EXERCISE DESCRIPTION | Once you find the line with "Keep to these rules. Indicate every instance of the blue" in the entries below, return exactly every line from it through the line with "Keep to these rules. Indicate every instance of the white cloud".
RAW DATA Start Marker
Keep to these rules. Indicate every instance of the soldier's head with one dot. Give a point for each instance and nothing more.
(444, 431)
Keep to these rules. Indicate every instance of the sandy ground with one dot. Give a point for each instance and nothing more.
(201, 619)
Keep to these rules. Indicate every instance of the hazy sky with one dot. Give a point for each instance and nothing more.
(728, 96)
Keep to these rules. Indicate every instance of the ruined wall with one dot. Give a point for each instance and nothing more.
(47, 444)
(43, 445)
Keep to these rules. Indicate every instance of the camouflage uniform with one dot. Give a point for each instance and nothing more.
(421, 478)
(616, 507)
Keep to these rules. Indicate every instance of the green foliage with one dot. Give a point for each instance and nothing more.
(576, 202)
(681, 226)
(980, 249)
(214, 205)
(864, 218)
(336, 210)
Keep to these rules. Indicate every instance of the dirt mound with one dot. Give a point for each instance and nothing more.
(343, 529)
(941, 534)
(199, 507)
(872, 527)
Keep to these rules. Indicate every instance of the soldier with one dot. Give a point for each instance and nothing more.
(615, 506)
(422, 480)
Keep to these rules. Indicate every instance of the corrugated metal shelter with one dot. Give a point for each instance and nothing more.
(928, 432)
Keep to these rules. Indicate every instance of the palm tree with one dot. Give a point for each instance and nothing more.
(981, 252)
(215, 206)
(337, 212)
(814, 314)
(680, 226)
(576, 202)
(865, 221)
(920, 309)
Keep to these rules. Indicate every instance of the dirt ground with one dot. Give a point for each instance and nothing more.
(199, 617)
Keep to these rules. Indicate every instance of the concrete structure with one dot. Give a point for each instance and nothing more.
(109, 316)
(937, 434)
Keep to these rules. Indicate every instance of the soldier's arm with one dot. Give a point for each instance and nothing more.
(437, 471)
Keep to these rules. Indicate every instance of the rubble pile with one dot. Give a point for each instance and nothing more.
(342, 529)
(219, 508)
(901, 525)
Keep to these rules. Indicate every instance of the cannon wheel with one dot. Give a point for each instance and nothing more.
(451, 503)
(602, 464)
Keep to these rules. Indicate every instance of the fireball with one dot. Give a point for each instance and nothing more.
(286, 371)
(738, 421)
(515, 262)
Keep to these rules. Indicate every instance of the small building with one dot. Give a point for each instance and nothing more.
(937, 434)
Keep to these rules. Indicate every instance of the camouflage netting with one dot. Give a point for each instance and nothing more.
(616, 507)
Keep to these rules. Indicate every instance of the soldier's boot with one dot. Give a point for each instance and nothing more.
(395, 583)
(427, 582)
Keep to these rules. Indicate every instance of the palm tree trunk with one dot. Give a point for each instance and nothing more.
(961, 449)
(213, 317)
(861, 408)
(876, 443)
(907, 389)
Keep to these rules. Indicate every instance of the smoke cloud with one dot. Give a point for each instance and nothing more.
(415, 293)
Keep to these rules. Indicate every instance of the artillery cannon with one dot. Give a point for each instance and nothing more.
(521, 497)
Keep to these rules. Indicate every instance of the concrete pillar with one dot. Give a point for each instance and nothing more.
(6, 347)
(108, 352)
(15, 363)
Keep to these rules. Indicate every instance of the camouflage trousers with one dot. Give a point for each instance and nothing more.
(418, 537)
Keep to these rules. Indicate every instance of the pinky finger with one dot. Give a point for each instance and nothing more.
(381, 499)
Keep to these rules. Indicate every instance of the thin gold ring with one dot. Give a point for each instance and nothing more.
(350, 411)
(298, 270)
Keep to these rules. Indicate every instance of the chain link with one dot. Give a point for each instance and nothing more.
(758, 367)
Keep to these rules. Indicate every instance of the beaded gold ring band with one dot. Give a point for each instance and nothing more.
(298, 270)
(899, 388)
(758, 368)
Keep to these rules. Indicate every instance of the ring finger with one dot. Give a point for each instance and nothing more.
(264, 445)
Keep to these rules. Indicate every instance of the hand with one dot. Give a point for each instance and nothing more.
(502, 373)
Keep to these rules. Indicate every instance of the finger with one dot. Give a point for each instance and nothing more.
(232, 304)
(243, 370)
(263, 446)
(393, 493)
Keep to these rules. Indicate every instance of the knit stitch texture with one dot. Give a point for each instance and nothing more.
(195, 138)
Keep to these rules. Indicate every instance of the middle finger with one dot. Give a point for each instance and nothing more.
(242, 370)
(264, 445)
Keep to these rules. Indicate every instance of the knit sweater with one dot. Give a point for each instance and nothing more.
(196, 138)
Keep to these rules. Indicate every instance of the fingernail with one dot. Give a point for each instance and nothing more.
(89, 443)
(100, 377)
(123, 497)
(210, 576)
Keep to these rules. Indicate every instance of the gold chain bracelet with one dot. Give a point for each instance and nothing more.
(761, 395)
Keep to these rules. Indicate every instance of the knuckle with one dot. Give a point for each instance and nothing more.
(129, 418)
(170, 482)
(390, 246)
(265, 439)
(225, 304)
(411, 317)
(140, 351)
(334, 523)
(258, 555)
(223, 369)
RAW DATA End Marker
RAW DATA Start Marker
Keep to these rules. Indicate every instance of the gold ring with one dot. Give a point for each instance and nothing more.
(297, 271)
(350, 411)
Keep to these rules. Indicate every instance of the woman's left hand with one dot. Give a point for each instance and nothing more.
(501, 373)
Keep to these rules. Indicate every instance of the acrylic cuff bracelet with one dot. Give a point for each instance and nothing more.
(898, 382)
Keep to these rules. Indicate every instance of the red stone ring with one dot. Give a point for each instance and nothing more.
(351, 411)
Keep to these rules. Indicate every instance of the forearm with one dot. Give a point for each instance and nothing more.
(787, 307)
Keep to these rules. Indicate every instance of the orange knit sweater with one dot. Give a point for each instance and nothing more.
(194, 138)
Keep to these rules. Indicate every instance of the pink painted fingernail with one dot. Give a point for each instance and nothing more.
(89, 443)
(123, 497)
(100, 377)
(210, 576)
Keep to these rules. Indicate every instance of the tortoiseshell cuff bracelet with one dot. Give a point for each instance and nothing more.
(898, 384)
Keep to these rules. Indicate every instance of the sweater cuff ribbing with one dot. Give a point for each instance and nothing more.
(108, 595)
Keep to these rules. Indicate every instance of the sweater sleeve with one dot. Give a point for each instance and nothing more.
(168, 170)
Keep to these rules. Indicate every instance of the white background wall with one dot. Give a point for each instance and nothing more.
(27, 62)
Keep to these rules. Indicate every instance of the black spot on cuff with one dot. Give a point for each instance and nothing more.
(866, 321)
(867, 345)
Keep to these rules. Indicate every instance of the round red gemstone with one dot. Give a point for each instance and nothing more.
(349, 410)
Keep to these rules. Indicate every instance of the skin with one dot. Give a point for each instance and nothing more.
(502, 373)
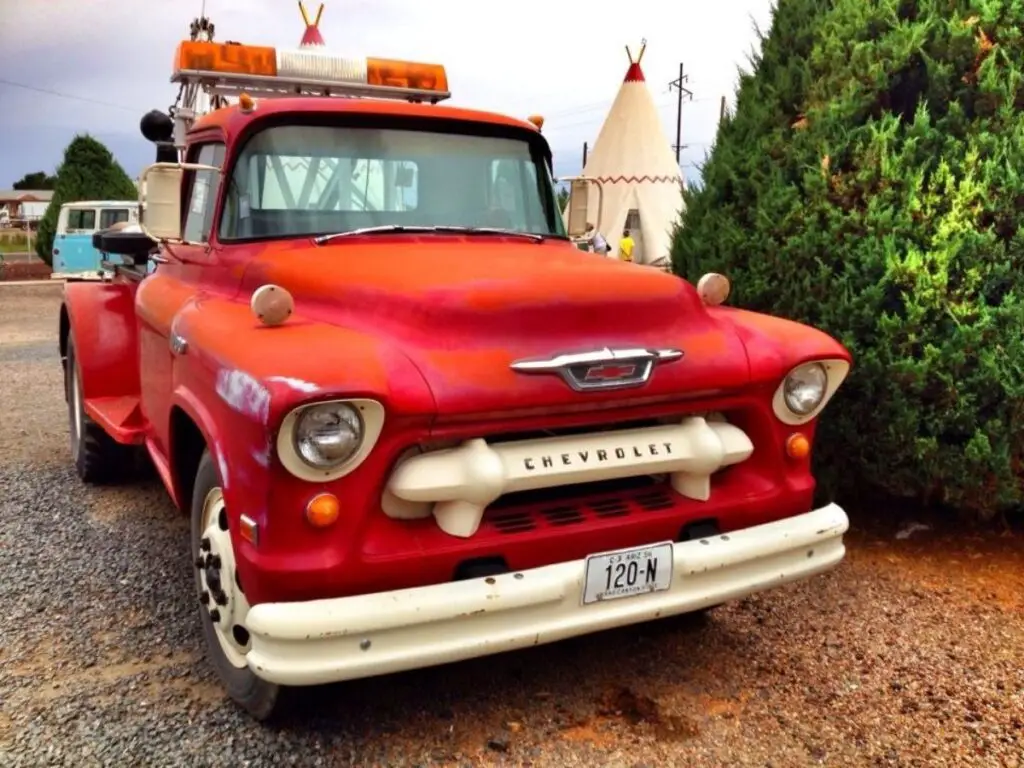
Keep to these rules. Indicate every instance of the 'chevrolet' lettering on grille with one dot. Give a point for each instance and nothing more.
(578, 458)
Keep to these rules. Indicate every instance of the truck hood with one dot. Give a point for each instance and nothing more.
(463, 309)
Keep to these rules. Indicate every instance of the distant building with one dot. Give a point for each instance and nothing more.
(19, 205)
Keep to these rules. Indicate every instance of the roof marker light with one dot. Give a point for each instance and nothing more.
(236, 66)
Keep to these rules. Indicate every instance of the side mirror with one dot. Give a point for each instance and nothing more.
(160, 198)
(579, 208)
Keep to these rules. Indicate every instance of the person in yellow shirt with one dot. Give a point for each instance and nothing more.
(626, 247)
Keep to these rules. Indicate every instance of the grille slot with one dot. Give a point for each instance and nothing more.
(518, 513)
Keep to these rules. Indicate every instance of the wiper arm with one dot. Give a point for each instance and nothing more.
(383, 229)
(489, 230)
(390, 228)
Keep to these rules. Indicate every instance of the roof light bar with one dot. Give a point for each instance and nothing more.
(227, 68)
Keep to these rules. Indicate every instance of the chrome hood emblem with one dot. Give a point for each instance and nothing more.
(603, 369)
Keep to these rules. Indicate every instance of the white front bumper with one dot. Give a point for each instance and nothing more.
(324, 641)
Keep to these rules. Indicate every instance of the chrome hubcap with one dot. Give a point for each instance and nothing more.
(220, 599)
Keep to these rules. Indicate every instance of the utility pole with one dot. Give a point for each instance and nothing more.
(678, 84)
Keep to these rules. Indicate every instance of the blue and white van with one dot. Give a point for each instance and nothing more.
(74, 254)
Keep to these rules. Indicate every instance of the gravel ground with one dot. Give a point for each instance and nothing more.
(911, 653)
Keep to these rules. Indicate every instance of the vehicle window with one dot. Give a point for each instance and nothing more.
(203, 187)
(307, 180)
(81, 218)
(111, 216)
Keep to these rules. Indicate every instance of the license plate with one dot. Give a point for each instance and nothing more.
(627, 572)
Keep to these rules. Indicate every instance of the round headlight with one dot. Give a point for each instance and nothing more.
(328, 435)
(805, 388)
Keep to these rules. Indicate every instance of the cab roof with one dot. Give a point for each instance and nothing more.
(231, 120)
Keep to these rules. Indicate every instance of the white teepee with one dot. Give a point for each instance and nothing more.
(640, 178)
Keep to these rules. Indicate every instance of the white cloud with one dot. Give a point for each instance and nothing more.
RAW DATA End Marker
REPLY |
Keep to these rules. Indicate every instance of the blue and white van with one dot. Give a point for each instance and nothing more.
(74, 254)
Keep to these rules. Indicate every instance of the gravel ground with one dot. Give a point for each instance and nothing more.
(911, 653)
Keep to these rules. Indicate every instance of the vehicle window with one dot. Give a point for each instance and nothing more.
(203, 187)
(307, 180)
(81, 218)
(111, 216)
Keep to these rules. Indicate every instance of the license plate with one dot. Give a point for each instance and nothing more.
(627, 572)
Keep to these rules. Indicate every instance of the round headlight with one dot. Give a point for each instance and nothing more.
(328, 435)
(805, 388)
Keep to these rules. Indicate every instance of the cab roof with one dot. Give a point for each instance and nothing more.
(231, 120)
Keep to these rules. Indicate every instance of the white teepee with one dot. Give a point for each instance and nothing more.
(640, 178)
Keep to these rules. Indicate every instance of the white cloud with one dot. Give a point for each instance and nothing more.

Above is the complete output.